Labeled area outline items
>>>
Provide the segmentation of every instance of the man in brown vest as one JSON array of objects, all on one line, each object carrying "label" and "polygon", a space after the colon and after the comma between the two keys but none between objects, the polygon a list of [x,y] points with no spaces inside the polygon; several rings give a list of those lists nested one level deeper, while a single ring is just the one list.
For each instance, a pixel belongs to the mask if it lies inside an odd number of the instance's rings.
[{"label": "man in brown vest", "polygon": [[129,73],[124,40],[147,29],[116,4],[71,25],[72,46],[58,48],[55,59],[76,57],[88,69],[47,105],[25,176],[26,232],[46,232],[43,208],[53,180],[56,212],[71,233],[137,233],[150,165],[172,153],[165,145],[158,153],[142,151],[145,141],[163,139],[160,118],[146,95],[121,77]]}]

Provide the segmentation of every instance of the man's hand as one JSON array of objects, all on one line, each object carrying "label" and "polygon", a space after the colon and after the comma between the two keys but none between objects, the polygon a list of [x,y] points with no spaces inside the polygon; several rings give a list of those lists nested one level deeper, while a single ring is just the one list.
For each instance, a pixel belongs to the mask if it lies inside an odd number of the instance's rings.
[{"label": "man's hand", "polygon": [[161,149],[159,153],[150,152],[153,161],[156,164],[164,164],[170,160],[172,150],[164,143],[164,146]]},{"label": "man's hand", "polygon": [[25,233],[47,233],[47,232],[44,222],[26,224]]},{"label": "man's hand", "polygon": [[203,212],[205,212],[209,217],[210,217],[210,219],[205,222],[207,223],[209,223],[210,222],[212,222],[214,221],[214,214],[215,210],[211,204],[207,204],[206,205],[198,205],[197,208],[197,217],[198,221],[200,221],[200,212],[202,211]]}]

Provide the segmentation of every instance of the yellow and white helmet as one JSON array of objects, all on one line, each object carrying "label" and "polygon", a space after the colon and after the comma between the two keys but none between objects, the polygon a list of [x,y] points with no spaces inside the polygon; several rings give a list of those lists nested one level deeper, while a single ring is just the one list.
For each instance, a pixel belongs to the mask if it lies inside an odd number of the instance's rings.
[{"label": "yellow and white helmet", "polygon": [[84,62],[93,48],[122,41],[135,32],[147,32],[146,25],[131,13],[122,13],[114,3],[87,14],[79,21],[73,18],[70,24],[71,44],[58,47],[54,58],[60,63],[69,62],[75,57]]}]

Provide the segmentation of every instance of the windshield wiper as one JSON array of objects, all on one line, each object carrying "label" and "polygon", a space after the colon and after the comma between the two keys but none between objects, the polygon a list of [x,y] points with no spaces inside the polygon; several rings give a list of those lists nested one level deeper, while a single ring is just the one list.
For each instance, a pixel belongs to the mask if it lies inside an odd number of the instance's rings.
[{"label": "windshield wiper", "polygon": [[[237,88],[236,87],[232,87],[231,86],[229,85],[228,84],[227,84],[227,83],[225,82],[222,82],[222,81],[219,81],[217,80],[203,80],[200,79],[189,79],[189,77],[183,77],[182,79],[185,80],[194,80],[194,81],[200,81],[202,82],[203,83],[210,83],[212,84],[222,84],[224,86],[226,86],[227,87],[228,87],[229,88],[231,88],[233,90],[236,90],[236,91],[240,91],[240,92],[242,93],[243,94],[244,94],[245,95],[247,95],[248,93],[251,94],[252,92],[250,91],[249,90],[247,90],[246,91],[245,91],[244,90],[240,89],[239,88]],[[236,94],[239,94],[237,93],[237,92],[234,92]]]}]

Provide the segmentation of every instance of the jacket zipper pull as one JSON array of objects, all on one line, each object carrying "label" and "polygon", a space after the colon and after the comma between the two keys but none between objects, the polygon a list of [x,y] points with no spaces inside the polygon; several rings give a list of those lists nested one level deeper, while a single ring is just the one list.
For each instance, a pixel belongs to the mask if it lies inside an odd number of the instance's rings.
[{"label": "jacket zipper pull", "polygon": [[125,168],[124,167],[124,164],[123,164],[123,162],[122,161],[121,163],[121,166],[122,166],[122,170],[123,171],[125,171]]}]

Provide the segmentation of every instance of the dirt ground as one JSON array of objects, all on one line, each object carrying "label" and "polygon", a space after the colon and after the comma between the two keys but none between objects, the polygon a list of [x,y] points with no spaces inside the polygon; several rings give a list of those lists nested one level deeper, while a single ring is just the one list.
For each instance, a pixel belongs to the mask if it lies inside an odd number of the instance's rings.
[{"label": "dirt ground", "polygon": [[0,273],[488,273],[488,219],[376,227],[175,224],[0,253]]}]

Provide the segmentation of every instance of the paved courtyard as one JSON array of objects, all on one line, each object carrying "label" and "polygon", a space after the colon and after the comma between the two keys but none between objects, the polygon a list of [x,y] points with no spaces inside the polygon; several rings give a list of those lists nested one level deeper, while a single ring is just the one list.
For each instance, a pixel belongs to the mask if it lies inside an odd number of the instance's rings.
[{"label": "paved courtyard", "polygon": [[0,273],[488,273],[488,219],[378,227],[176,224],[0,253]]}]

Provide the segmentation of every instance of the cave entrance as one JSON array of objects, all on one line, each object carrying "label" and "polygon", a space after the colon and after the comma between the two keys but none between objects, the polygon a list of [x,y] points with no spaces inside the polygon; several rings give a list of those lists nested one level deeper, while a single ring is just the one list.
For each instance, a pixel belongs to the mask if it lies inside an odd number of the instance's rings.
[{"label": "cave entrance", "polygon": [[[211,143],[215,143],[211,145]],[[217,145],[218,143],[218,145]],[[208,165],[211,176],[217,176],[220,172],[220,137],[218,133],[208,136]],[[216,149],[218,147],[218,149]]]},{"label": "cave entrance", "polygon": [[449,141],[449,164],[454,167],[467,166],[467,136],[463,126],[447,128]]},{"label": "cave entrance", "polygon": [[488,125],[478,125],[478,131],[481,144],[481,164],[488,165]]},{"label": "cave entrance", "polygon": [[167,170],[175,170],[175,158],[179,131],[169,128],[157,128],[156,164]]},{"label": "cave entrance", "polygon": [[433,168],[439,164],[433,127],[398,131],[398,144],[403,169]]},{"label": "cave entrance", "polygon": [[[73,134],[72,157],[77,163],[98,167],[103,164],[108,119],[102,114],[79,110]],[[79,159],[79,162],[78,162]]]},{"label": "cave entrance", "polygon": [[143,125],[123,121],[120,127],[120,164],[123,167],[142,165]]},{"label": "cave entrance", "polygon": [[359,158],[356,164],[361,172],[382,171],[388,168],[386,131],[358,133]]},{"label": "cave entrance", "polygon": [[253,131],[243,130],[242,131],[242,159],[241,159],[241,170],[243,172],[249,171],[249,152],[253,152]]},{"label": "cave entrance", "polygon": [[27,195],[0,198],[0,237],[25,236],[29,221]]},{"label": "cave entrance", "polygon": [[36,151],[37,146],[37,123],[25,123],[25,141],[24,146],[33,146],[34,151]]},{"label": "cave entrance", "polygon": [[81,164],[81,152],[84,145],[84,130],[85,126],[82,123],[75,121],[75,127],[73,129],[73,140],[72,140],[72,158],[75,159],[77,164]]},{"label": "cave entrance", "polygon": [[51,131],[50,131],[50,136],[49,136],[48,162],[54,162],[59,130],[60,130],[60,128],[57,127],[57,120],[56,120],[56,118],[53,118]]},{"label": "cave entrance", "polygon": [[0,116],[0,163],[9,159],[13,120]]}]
<<<
▶ EXERCISE OBJECTIVE: Pull out each record as written and restate it exactly.

▶ FULL SOLUTION:
Provide the segmentation of every instance of the man in brown vest as one JSON array of objects, all on one line, each object carrying "label" and "polygon", a space after the colon and after the comma between the two keys but none between objects, the polygon a list of [x,y] points with no spaces inside the polygon; several rings give a list of those lists nested one level deeper, while a single ring is just the one list.
For each instance, a pixel belongs to the mask if it lies inside an odd number of the instance's rings.
[{"label": "man in brown vest", "polygon": [[129,73],[124,40],[147,29],[116,4],[71,25],[72,46],[58,48],[55,59],[76,57],[88,69],[47,105],[25,176],[26,232],[46,232],[43,208],[53,180],[56,212],[71,233],[137,233],[150,165],[172,153],[165,145],[158,153],[142,151],[145,141],[163,139],[160,118],[146,95],[121,77]]}]

Provide the segmentation of every instance of the man's hand as one JSON array of objects, all on one line, each object carrying "label" and "polygon", a space after the colon and after the comma between the two keys but none between objects, the polygon a list of [x,y] points with no spaces inside the polygon; several rings give a list of those lists nested one level deeper, while a single ring is just the one list.
For each instance, a pixel belongs to the mask if it lies inside an odd number of the instance's rings.
[{"label": "man's hand", "polygon": [[161,149],[159,153],[150,152],[153,161],[156,164],[164,164],[170,160],[172,150],[164,143],[164,146]]},{"label": "man's hand", "polygon": [[25,233],[47,233],[47,232],[44,222],[26,224]]},{"label": "man's hand", "polygon": [[203,212],[205,212],[209,217],[210,217],[210,219],[205,222],[207,223],[209,223],[210,222],[212,222],[214,221],[214,214],[215,210],[211,204],[207,204],[206,205],[198,205],[197,208],[197,217],[198,221],[200,221],[200,212],[202,211]]}]

Provide the segmentation of every instance of the yellow and white helmet as one JSON array of objects, all on one line, each object carrying "label" and "polygon", a space after the colon and after the comma between the two keys but none between objects, the polygon a list of [x,y] points with no spaces inside the polygon; several rings give a list of those lists nested one level deeper, while a single ring is just the one list.
For each instance, a pixel belongs to the mask if it lies inside an odd number of the instance's rings.
[{"label": "yellow and white helmet", "polygon": [[84,62],[93,48],[122,41],[135,32],[147,32],[146,25],[131,13],[122,13],[114,3],[87,14],[79,21],[73,18],[70,24],[71,44],[58,47],[54,58],[60,63],[69,62],[75,57]]}]

Provide the segmentation of every instance of the windshield wiper as one JSON array of objects, all on one line, each object carrying "label" and "polygon", a space after the colon and after the comma between the two keys but none between objects, the polygon a list of [x,y] points with no spaces inside the polygon; several rings give a list of those lists nested one level deeper, while a single ring is just the one list.
For each instance, a pixel belongs to the mask if it lies inside an odd number of the instance's rings.
[{"label": "windshield wiper", "polygon": [[[237,88],[236,87],[232,87],[231,86],[229,85],[228,84],[227,84],[227,83],[225,82],[222,82],[222,81],[219,81],[217,80],[203,80],[200,79],[189,79],[189,77],[183,77],[182,79],[185,80],[194,80],[194,81],[200,81],[202,82],[203,83],[210,83],[212,84],[222,84],[224,86],[226,86],[227,87],[228,87],[229,88],[231,88],[233,90],[236,90],[236,91],[240,91],[240,92],[242,93],[243,94],[244,94],[245,95],[247,95],[248,93],[251,94],[252,92],[250,91],[249,90],[247,90],[246,91],[245,91],[244,90],[240,89],[239,88]],[[236,94],[239,94],[237,93],[237,92],[234,92]]]}]

Provide the segmentation of every instance of the jacket zipper pull as one JSON array of objects, all on one line, each object carrying "label" and "polygon", a space after the colon and after the comma between the two keys but none between objects, the polygon a list of [x,y] points with no spaces inside the polygon; several rings give a list of those lists nested one level deeper, while a single ring is just the one list.
For each instance, a pixel belongs to the mask if it lies inside an odd number of the instance's rings.
[{"label": "jacket zipper pull", "polygon": [[125,168],[124,167],[124,164],[123,164],[123,162],[122,161],[121,163],[121,166],[122,166],[122,170],[123,171],[125,171]]}]

Provide the segmentation of every instance of the dirt ground as one JSON array of objects, all on one line, each object carrying "label" and "polygon", a space after the colon and after the comma between the two keys but none between objects, the polygon a list of [x,y] points with no spaces inside the polygon; several rings give a list of those lists nested one level deeper, while a single ring is just the one list.
For each instance, a pixel belongs to the mask if it lies inside an odd number of the instance's rings.
[{"label": "dirt ground", "polygon": [[0,273],[488,273],[488,219],[376,227],[175,224],[0,253]]}]

Provide the segmentation of every instance of the paved courtyard as one JSON array of objects, all on one line, each object carrying "label" and "polygon", a space after the colon and after the comma between the two keys but none between objects, the polygon a list of [x,y] points with no spaces inside the polygon; several rings give a list of those lists nested one level deeper, while a single ring is just the one list.
For each instance, a pixel belongs to the mask if it lies inside an odd number of the instance's rings.
[{"label": "paved courtyard", "polygon": [[0,273],[488,273],[488,219],[378,227],[176,224],[0,253]]}]

Provide the segmentation of every instance of the cave entrance as one JSON array of objects, all on one line, each object carrying "label" and "polygon", a space after the colon and after the comma between the two keys but none between objects, the polygon a list of [x,y] points with no spaces inside the polygon; several rings give a list of those lists nested one level deeper, while a single ring is just the one list.
For each instance, a pixel belongs to the mask if it lies inside an odd number of the instance's rings.
[{"label": "cave entrance", "polygon": [[[211,143],[215,143],[211,145]],[[217,145],[218,143],[218,145]],[[208,165],[211,176],[217,176],[220,172],[220,137],[218,133],[208,136]],[[216,149],[218,147],[218,149]]]},{"label": "cave entrance", "polygon": [[449,141],[449,164],[454,167],[467,166],[467,136],[463,126],[447,128]]},{"label": "cave entrance", "polygon": [[488,125],[478,125],[478,131],[481,144],[481,164],[488,165]]},{"label": "cave entrance", "polygon": [[167,170],[175,170],[175,158],[179,131],[169,128],[157,128],[156,164]]},{"label": "cave entrance", "polygon": [[433,168],[439,164],[433,127],[398,131],[398,144],[403,169]]},{"label": "cave entrance", "polygon": [[[73,134],[72,157],[77,163],[98,167],[103,164],[108,119],[102,114],[79,110]],[[79,159],[79,162],[78,162]]]},{"label": "cave entrance", "polygon": [[143,125],[123,121],[120,127],[120,164],[123,167],[142,165]]},{"label": "cave entrance", "polygon": [[359,158],[356,164],[361,172],[382,171],[388,168],[386,131],[358,133]]},{"label": "cave entrance", "polygon": [[253,131],[243,130],[242,131],[242,159],[241,159],[241,170],[243,172],[249,171],[249,152],[253,152]]},{"label": "cave entrance", "polygon": [[27,195],[0,198],[0,237],[25,236],[29,221]]},{"label": "cave entrance", "polygon": [[36,151],[37,146],[37,123],[25,123],[25,141],[24,146],[33,146],[34,151]]},{"label": "cave entrance", "polygon": [[81,164],[81,152],[84,145],[84,130],[85,126],[82,123],[75,121],[75,127],[73,129],[73,140],[72,140],[72,158],[75,159],[77,164]]},{"label": "cave entrance", "polygon": [[51,131],[50,131],[50,136],[49,136],[48,162],[54,162],[59,130],[60,130],[60,128],[57,127],[57,120],[56,120],[56,118],[53,118]]},{"label": "cave entrance", "polygon": [[0,116],[0,163],[9,159],[13,120]]}]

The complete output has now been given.